WHAT IS ASKED
Please reproduce every one of the lines below word for word.

──────── RECORDS FOR THIS EXERCISE

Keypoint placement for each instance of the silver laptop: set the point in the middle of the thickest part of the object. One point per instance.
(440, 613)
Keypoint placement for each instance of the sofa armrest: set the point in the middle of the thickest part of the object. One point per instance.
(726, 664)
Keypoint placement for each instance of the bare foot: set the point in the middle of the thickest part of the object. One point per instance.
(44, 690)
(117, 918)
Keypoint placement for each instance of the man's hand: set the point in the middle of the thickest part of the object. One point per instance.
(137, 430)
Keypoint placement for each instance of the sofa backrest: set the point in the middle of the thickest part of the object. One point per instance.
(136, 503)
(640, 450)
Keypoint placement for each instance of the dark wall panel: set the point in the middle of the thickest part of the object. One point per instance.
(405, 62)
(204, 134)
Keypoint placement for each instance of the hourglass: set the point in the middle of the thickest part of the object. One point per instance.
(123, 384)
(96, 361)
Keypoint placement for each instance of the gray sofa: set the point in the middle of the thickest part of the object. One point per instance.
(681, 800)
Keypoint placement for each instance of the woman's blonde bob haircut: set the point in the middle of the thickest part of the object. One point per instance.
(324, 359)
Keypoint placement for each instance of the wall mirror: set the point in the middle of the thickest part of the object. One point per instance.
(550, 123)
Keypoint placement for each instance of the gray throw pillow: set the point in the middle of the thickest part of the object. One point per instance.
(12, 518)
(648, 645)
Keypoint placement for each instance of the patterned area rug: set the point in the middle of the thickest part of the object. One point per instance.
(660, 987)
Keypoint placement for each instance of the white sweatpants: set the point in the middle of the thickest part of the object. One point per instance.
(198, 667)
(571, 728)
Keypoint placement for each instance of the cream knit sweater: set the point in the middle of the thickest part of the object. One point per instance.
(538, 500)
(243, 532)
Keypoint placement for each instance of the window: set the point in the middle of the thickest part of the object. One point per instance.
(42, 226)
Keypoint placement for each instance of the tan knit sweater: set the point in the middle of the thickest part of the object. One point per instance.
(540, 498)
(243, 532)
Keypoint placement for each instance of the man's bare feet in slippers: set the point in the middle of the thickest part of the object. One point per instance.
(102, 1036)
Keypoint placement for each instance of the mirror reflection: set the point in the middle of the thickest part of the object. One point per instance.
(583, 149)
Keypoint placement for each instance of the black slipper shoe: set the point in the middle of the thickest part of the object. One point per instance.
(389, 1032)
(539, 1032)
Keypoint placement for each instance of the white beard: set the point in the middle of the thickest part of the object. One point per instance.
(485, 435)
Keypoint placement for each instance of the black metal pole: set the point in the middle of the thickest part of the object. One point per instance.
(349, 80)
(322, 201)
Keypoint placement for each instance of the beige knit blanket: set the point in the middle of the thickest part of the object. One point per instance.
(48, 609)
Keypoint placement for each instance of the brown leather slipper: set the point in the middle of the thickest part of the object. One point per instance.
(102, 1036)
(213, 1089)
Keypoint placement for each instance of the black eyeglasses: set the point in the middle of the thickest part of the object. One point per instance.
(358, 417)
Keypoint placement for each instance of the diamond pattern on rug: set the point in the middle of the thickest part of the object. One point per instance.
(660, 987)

────────────────

ANSWER TO THE PROBLEM
Keypoint placement for each instance of the silver laptop: set the point in the middle of the thickest part of the object. One point per instance.
(440, 613)
Keypoint placement for each instance of the sofa armrest: set the point in the middle of the thickest part of the object. One point per instance.
(726, 664)
Keypoint placement for each instance of the bare foot: set the point in the middle of the thickest part of the object. One point per instance.
(44, 690)
(117, 918)
Keypoint placement for each instance of the man's hand: set the point in the middle of the thickest part of the object. One point per instance.
(137, 430)
Keypoint placement for each instance of the sofa backrest: set the point in the middle of the thickest part of the object. One point per instance.
(136, 503)
(640, 450)
Keypoint placement for each instance of the dark wall panel: set the point in the middle of the thickest part of the object. One point per instance.
(405, 62)
(204, 134)
Keypoint placement for each instance of the hourglass: set the point in the middle of the thickest part of the object. One point per instance.
(123, 384)
(96, 361)
Keypoint placement for each instance of the gray sofa: set the point in the middle of the thickest part of the object. One point per instance.
(681, 800)
Keypoint placement for each instance of the woman's blonde bob haircut: set the point in the middle of the thickest part of the object. One point per instance.
(324, 359)
Keypoint placement for each instance of the wall mirror: set the point in the middle of the thickest part of the object. One point per instance.
(550, 123)
Keypoint placement for each instance of the gray throw pillow: set the point in the middle of the thickest part of the object. One point per instance.
(12, 518)
(648, 645)
Keypoint placement for each instance of the patterned area rug: set the point in the middle of the thickest part of the object. One point per instance.
(660, 987)
Keypoint placement for each instance of the white sweatpants: set the point in the middle of the thickest part of the object. One point per instance.
(198, 667)
(571, 728)
Keypoint placement for each instance of the cream knit sweater: set the point in the middle of the thickest part of the object. One point per instance.
(538, 500)
(243, 532)
Keypoint placement for each instance of the window: set the point in the middle of the thickest part of the object. One point per instance.
(42, 226)
Keypoint placement for each instance of the tan knit sweater: set the point in the middle of the thickest part of the object. One point per instance.
(540, 498)
(243, 532)
Keypoint placement for each instance of the man's bare feet in slippers: set the point in the middle of the thickest part of the object. One point per instance.
(102, 1036)
Keypoint placement for each instance of the mirror reflection: set the point in the middle of the thickest part of the object. One point per instance.
(583, 149)
Keypoint placement for each instance of the black slipper shoe: set the point in the middle of the thickest part of the object. One point per instance.
(389, 1032)
(539, 1032)
Keypoint placement for each instance of the white beard: set the point in the middle of the thickest part of the object. One point per instance.
(485, 435)
Keypoint placement for each instance of the black metal pole: set the point in the middle of the thickest part of the object. One point per instance.
(349, 80)
(322, 201)
Keypoint placement for each instance of the beige knit blanket: set the point in the middle of the thickest part of the object. One point per instance.
(48, 609)
Keypoint placement for each instance of the brown leather slipper: set the point in the middle of the thickest part of the object. One point per instance.
(102, 1036)
(213, 1089)
Keypoint placement for each instance of the black eyeglasses: set the point in the middle of the thickest part of the object. One point per instance.
(358, 417)
Keypoint placement for each instance of the diamond pattern on rug: set the point in the middle of the thickest part of the object. One point per instance.
(660, 987)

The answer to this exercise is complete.